List each line in the items below that contains the word "windshield".

[Start of Dataset rows]

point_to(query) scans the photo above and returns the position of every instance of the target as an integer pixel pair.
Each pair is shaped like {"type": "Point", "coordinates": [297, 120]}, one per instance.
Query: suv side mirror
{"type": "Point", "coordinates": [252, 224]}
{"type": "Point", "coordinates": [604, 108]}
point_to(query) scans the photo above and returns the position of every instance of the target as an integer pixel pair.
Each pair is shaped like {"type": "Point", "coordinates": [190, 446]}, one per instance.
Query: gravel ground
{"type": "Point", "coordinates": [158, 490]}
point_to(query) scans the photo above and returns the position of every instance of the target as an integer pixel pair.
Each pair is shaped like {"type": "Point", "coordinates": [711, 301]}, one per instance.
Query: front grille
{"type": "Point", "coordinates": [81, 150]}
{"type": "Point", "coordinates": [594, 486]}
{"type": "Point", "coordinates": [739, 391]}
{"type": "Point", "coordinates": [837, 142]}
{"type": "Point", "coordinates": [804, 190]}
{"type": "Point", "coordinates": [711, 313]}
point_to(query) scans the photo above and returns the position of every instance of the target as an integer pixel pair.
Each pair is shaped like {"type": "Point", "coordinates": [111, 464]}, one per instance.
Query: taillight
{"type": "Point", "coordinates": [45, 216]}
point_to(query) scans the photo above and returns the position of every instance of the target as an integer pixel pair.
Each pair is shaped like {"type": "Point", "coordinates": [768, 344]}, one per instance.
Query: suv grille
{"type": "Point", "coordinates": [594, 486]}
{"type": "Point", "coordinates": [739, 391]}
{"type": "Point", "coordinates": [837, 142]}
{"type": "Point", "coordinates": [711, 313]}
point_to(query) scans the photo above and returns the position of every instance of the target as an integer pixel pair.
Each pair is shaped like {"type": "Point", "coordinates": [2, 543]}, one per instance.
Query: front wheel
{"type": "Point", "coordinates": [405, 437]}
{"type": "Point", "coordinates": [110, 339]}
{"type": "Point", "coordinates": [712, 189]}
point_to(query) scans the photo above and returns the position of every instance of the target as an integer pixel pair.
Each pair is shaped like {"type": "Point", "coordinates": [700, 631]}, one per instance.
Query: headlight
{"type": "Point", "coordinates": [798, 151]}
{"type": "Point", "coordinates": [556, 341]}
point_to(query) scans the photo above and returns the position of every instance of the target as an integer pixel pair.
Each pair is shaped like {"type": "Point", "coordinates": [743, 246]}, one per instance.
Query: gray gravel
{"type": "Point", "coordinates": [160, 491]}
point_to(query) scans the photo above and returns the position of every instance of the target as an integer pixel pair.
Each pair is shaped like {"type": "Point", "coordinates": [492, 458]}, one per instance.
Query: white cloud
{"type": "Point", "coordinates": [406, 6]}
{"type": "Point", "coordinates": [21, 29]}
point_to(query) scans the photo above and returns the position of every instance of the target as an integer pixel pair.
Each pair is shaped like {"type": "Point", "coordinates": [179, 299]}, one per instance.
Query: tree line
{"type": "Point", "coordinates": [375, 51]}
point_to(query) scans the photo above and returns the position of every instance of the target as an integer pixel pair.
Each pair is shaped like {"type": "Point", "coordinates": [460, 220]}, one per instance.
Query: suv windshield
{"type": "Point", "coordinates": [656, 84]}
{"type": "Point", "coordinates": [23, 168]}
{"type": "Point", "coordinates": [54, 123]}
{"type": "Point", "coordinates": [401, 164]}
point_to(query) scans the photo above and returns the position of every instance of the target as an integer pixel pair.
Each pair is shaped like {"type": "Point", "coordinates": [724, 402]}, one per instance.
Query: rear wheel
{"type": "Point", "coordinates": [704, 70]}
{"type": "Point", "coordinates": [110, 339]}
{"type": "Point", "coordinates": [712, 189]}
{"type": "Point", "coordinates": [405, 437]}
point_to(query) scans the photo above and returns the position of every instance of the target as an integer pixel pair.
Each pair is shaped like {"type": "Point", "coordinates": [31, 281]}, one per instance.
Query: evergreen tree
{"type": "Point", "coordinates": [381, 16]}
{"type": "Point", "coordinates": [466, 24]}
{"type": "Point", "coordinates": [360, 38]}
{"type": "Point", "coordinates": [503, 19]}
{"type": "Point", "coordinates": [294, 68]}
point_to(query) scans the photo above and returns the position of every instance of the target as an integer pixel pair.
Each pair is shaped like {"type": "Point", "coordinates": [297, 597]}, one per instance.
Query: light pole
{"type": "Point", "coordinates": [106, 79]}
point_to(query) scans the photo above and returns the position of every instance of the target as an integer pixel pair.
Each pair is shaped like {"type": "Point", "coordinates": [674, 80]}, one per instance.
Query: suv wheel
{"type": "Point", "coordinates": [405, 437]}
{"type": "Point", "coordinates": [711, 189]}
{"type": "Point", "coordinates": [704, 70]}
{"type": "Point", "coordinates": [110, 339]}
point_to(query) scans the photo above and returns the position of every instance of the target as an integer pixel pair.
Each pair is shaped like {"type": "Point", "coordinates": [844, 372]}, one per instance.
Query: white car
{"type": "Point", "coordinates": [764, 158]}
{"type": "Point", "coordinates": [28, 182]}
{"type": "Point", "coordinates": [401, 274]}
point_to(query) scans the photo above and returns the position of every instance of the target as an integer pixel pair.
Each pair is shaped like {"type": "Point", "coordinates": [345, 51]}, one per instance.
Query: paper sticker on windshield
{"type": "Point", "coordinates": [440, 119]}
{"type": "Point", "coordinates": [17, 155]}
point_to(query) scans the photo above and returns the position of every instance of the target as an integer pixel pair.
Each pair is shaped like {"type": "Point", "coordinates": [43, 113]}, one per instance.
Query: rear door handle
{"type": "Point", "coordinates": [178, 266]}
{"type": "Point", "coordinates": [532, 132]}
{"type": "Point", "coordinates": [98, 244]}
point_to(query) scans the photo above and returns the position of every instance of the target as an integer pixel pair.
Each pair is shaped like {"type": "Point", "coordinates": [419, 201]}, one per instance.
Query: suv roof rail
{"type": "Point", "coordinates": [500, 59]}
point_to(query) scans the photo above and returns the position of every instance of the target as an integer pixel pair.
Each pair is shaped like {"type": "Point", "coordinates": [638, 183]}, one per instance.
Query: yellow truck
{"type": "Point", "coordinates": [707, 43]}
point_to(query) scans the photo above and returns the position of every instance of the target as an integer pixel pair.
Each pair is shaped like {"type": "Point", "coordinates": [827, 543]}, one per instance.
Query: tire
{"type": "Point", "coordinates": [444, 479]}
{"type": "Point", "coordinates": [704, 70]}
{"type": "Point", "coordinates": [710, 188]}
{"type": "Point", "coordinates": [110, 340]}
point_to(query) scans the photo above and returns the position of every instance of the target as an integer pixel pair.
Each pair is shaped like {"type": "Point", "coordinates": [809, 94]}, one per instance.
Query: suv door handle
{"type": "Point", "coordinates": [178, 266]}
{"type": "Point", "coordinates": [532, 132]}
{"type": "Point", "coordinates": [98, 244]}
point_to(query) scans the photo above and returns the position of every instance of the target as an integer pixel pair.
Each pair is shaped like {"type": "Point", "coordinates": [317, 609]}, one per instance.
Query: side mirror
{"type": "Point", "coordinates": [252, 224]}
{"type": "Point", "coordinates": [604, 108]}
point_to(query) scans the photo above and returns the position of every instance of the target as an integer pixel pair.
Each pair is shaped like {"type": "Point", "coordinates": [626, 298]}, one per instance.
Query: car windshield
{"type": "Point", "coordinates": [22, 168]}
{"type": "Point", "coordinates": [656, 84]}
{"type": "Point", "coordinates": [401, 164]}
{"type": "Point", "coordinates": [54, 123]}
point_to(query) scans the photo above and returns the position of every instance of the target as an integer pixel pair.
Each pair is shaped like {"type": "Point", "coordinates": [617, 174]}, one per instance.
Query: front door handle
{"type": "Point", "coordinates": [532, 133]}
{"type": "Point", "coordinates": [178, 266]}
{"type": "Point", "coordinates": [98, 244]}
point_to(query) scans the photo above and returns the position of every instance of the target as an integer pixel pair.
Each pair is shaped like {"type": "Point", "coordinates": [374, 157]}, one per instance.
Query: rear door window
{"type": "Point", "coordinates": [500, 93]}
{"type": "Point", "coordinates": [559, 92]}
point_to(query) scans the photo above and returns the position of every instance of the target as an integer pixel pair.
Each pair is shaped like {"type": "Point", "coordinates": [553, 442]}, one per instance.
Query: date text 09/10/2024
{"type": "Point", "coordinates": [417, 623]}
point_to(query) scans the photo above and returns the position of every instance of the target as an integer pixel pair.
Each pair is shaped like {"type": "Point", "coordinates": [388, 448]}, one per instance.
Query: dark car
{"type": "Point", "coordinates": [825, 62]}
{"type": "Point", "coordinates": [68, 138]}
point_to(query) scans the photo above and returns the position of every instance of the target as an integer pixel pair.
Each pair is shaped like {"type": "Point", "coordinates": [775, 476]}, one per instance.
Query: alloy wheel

[End of Dataset rows]

Expected answer:
Query: suv windshield
Query: paper sticker on windshield
Query: car windshield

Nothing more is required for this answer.